TASK LIST:
1 - From the article on renting habits, reproduce everything from "Habit #2: Make" down to "are automatically denied.".
2 - In the budget example under Habit #1 of the article on renting habits, which expenses does the 600 cover? List them.

(TEXT BLOCK)

Seven Habits of Highly Successful Renting

If you thought finding a rental property and maintaining was going to be easy, think again. Rent is one of the most complex things in life that you will want to master; that is, if you always want a roof over your head. It’s known that it can be difficult especially during COVID season, but there is a way out. Experts have searched wide and far to find out what the best approach is to finding, managing, and maintaining the costs of any rental residential property, be it a house or an apartment. Now, they’ve managed to narrow them down to seven habits that we’re going to show you right now:

Habit #1: Be realistic about what you can afford by having awareness of your personal finances.

This is extremely important as a starting point. You can’t even begin to search if you don’t have your finances in order. You need to be asking yourself what you are currently making and what the costs are likely to be in order for you to create a viable budget plan. For example, if your monthly income after taxes is $3500, which means that assuming you spend 600 on transportation, food, and utilities you will be left with $2900. To be on the safe side, it would be prudent to put another $600 aside for other unexpected expenses. Hence, rental property you should be looking for is something in the range of $1900-$2300.

Habit #2: Make sure you are all caught up with your credit card bills and that you are in good standing with your credit.

Nothing is more of a hindrance than having bad credit while trying to find a rental home that you would personally feel satisfied in. If there’s anything landlords like to check the most with prospective tenants, it’s their credit rating. Why? If you have bad credit, that’s the first sign of trouble. Many rentals have a minimum credit score requirement that is needed that you would need to meet in order to be accepted as a tenant and if you don’t get that minimum score, you are automatically denied.

(End TEXT BLOCK)
(DATA EXTRACTS)

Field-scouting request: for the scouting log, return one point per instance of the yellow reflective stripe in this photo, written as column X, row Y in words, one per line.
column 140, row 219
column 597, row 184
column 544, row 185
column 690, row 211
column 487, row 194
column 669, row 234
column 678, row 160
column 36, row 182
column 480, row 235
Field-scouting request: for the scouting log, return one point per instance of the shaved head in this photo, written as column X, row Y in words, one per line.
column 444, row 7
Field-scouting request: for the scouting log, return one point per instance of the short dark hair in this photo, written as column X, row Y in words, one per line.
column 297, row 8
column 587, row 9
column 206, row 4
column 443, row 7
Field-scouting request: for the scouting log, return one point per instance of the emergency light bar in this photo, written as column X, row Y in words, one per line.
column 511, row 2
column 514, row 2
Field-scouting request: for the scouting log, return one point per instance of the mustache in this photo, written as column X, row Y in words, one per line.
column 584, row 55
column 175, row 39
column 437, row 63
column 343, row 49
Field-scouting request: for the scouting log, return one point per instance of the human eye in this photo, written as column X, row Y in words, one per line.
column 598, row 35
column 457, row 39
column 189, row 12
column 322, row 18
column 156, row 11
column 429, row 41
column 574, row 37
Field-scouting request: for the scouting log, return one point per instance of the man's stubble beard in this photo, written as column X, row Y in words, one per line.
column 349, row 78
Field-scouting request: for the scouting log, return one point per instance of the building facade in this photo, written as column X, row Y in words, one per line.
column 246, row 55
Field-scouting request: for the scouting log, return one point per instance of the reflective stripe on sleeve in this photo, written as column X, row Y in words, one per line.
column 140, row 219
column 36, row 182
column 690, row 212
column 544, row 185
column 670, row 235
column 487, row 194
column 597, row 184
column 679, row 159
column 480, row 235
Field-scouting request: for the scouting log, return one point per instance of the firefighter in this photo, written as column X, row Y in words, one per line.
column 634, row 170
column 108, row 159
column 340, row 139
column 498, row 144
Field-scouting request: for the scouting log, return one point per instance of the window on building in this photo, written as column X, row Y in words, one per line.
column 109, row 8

(End DATA EXTRACTS)

RESPONSES PER TASK:
1 -
Habit #2: Make sure you are all caught up with your credit card bills and that you are in good standing with your credit.

Nothing is more of a hindrance than having bad credit while trying to find a rental home that you would personally feel satisfied in. If there’s anything landlords like to check the most with prospective tenants, it’s their credit rating. Why? If you have bad credit, that’s the first sign of trouble. Many rentals have a minimum credit score requirement that is needed that you would need to meet in order to be accepted as a tenant and if you don’t get that minimum score, you are automatically denied.

2 -
- transportation
- food
- utilities